Given problem a — Report each line of the entries below that contains the word "basin", matching case exactly.

──────── Selected passage ────────

Kubernetes endpoint (actual pod IP):
NAME ENDPOINTS AGE
game-core-web 10.2.16.3:4000 25d
Root Cause Analysis
The ADC (APISIX Declarative Configuration) sync mechanism appears to:
- Watch for EndpointSlice changes in Kubernetes
- Update the separate Upstream objects when endpoints change
- NOT update the inline upstream configuration inside Service objects
Since Routes reference Services (which have inline upstreams), the stale IPs persist even though the separate Upstream objects have correct IPs.
Steps to Reproduce
Reproduction Steps
- Deploy APISIX Ingress Controller v2.0.0 with ADC sidecar
- Create an ApisixRoute resource pointing to a Kubernetes Service
- Wait for controller to sync (creates Service with inline upstream in APISIX)

──────── Data entries ────────

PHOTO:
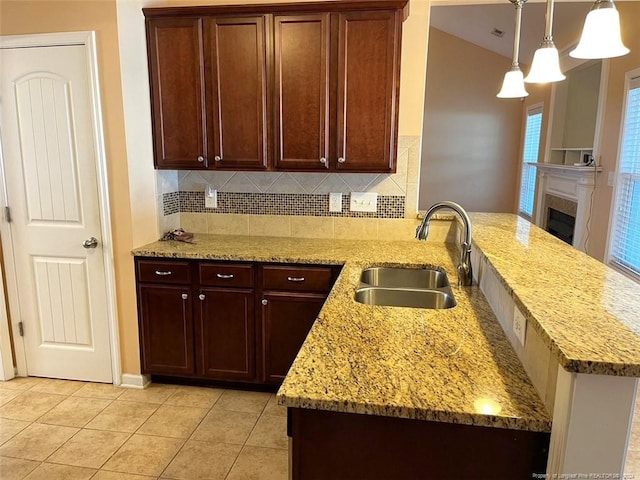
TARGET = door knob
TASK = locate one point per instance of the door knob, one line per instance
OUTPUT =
(90, 242)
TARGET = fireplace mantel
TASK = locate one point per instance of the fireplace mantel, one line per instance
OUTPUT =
(569, 169)
(570, 182)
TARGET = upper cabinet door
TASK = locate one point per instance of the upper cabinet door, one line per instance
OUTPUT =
(301, 93)
(368, 86)
(237, 81)
(176, 72)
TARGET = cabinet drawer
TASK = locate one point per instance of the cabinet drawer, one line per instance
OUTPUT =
(296, 278)
(226, 275)
(158, 271)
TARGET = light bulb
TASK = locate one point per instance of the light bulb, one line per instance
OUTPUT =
(545, 67)
(601, 35)
(513, 84)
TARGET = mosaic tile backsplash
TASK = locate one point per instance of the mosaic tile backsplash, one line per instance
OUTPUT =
(277, 204)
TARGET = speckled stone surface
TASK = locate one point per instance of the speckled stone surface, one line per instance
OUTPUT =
(451, 365)
(588, 313)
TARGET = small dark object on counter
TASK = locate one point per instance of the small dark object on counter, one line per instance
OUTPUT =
(178, 234)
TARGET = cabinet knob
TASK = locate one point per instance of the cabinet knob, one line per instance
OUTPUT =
(224, 276)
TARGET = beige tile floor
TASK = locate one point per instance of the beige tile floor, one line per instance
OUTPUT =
(58, 429)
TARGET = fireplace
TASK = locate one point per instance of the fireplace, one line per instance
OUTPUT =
(564, 199)
(561, 225)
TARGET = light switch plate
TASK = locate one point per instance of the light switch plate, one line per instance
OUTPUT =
(519, 325)
(211, 197)
(363, 202)
(335, 202)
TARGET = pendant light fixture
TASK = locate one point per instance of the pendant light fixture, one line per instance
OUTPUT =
(601, 33)
(513, 83)
(545, 67)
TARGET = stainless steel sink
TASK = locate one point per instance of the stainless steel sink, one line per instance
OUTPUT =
(405, 287)
(405, 297)
(422, 278)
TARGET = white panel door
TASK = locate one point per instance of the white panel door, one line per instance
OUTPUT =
(50, 169)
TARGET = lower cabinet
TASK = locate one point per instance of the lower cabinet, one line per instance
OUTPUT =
(166, 329)
(286, 321)
(292, 297)
(198, 319)
(226, 339)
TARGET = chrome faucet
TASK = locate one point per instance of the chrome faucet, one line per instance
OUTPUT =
(465, 275)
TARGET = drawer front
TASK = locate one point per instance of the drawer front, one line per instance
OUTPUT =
(297, 278)
(222, 274)
(159, 271)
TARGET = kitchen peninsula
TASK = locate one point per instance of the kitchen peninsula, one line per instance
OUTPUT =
(456, 367)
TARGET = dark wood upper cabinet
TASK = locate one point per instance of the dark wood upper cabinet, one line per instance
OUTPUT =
(176, 75)
(302, 66)
(368, 85)
(236, 61)
(296, 86)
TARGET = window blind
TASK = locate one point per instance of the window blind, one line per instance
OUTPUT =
(625, 244)
(530, 154)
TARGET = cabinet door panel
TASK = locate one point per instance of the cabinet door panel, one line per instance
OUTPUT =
(237, 80)
(166, 329)
(176, 72)
(286, 321)
(368, 84)
(301, 62)
(227, 333)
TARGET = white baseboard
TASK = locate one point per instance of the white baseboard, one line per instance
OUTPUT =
(131, 380)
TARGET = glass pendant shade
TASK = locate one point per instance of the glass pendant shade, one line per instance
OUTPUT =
(601, 34)
(545, 67)
(513, 85)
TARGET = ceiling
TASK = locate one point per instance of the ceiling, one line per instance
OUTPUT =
(474, 24)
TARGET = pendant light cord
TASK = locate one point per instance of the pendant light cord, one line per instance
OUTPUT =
(516, 39)
(548, 35)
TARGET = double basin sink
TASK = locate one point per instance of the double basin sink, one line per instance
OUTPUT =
(405, 287)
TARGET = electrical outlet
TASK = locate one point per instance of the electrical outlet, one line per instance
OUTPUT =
(363, 202)
(211, 197)
(335, 202)
(519, 325)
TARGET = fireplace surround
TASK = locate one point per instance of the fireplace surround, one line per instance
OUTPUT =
(566, 189)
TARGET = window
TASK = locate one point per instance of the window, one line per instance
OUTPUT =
(625, 240)
(530, 154)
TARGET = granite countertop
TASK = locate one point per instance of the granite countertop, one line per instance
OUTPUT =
(586, 312)
(453, 365)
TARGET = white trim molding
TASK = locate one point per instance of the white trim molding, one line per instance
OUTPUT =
(88, 40)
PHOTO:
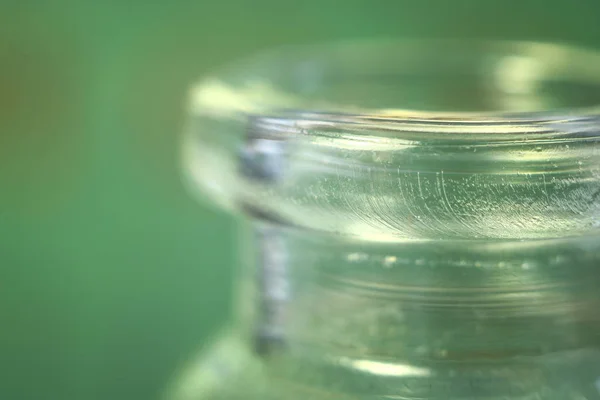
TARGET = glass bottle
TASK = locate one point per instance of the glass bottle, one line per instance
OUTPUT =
(420, 221)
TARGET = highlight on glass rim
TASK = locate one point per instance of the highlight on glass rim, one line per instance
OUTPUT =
(300, 200)
(419, 220)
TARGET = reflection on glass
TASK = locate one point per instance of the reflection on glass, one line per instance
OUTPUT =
(420, 221)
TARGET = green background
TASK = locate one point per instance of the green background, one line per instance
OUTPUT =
(111, 276)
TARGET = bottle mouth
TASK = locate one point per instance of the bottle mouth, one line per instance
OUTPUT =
(440, 82)
(405, 140)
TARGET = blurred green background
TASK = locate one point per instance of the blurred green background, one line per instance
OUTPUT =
(111, 275)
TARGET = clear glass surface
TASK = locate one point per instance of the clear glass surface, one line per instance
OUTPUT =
(420, 221)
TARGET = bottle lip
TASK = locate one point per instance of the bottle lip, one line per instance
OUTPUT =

────────

Given problem b — Continue the APISIX stale upstream IP report from its last line.

Right answer a —
TARGET = double basin sink
TASK = locate one point per instance of the double basin sink, one line per instance

Right answer b —
- Note the pod IP in the APISIX Service's inline upstream
- Delete the pod (e.g.,
kubectl delete pod <pod-name>) - Wait for new pod to start with a new IP
- Check the APISIX Service - inline upstream still has OLD IP
- Check the APISIX Upstream object - has correct NEW IP
- Traffic fails with 504 timeout to the old IP
Environment
- APISIX Ingress controller version (run
apisix-ingress-controller version --long) - Kubernetes cluster version (run
kubectl version) - OS version if running APISIX Ingress controller in a bare-metal environment (run
uname -a)